**INSTRUCTIONS TO FOLLOW**: Write out the whole listing exactly as it stands.

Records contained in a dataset

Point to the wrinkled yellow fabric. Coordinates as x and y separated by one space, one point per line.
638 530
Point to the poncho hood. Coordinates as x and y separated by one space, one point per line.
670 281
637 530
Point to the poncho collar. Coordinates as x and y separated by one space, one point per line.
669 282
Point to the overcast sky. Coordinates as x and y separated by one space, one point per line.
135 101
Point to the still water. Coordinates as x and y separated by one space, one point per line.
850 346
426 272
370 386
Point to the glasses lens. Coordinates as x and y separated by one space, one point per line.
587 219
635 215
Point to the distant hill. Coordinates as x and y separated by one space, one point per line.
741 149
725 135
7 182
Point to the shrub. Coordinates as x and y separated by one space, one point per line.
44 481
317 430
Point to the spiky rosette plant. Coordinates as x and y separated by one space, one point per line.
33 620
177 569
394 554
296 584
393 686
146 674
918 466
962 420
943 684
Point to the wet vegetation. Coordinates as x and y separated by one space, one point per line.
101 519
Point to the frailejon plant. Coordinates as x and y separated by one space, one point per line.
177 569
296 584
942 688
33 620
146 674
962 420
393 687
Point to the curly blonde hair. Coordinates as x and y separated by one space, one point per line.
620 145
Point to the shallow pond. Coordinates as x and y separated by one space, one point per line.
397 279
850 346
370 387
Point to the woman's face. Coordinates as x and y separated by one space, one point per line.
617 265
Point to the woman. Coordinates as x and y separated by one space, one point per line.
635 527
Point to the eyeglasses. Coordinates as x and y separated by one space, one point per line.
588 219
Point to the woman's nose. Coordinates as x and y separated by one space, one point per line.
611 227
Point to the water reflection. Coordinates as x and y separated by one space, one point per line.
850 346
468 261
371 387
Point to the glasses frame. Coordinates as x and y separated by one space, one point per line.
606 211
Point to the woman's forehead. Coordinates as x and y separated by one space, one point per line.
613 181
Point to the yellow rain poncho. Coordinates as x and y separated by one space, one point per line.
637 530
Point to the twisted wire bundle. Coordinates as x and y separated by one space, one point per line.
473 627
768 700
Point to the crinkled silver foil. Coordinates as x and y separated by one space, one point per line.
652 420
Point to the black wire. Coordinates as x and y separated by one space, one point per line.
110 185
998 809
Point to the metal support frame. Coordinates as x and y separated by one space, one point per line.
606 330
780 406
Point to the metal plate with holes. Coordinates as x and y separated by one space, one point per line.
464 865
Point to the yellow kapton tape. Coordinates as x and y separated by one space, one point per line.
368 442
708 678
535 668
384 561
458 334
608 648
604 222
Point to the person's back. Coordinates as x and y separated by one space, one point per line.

**EXPECTED OUTPUT**:
Point to the wrinkled yellow fabric. Coordinates as x and y separated by one space, one point per line.
638 530
Point to the poncho hood. Coordinates as x and y separated by one space, one point per line.
670 281
637 530
Point to the poncho collar. Coordinates as x and y separated by one space, one point per line.
669 282
Point to the overcast sky. Coordinates as x and y separated by one space, one point per line.
135 101
Point to the still water. Coordinates as x and y separated by one space, one point per line.
850 346
426 272
370 386
Point to the glasses lens. Coordinates as x and y separated by one space, one point per line.
587 219
635 215
Point to the distant hill. Coordinates as x and y separated by one space, one point per line.
741 149
725 135
7 182
Point to the shrub. Coordinates as x and y separated by one space, one point per line.
44 481
317 430
Point to the spiky rosette plant. Coordinates as x and y separated by one space, one point per line.
33 620
177 569
394 554
296 584
393 686
146 674
918 466
962 420
943 684
Point to the wet vegetation. Coordinates as x and y separated by one space, one point per line.
101 519
Point to the frailejon plant. Coordinates as x and y separated by one space, one point per line.
177 569
296 584
942 688
33 620
146 674
962 420
393 687
Point to the curly blonde hair. Coordinates as x and y separated by one space, one point per line.
620 145
Point to the shallow pond. Coordinates as x and y separated by one space, one point per line.
397 279
850 346
370 387
Point to the woman's face. Coordinates as x and y separated by one space, one point per line.
617 265
Point to the woman. Coordinates as x and y separated by one space, one point per line.
635 527
Point to the eyeglasses. Coordinates as x and y separated by one space, one point per line.
588 219
Point to the woman's nose. Coordinates as x and y separated by one space, one point per line.
611 227
Point to the water reflection. Coordinates as x and y separated by one space, one point per line.
850 346
468 261
371 387
Point to the glasses frame. Coordinates as x and y separated by one space, one point per line.
606 211
Point to the woman's forehead. Coordinates as x and y separated by one space, one point per line.
613 181
Point to the yellow rain poncho. Coordinates as x and y separated by one space, one point per line.
637 530
Point to the twisted wire bundle. Coordinates as x and y separated by one space, one point per line.
473 627
768 700
Point to the crinkled silver foil. Coordinates as x and y separated by one space, one point per line.
652 420
Point to the black wire. Coordinates as x and y separated by one space, one point per line.
110 185
998 809
Point to the metal support frame. Coordinates as x and y separated by one space, one point per line.
606 330
780 406
Point to the metal plate with holes. Coordinates as x and y separated by one space, one point per line.
464 865
Point to the yellow kapton tape. Coordinates as x and y separated by one space, one point per line.
368 442
708 678
535 668
384 561
458 334
608 648
604 222
Point to the person's back. Coordinates as x and y separated by one space, one point per line.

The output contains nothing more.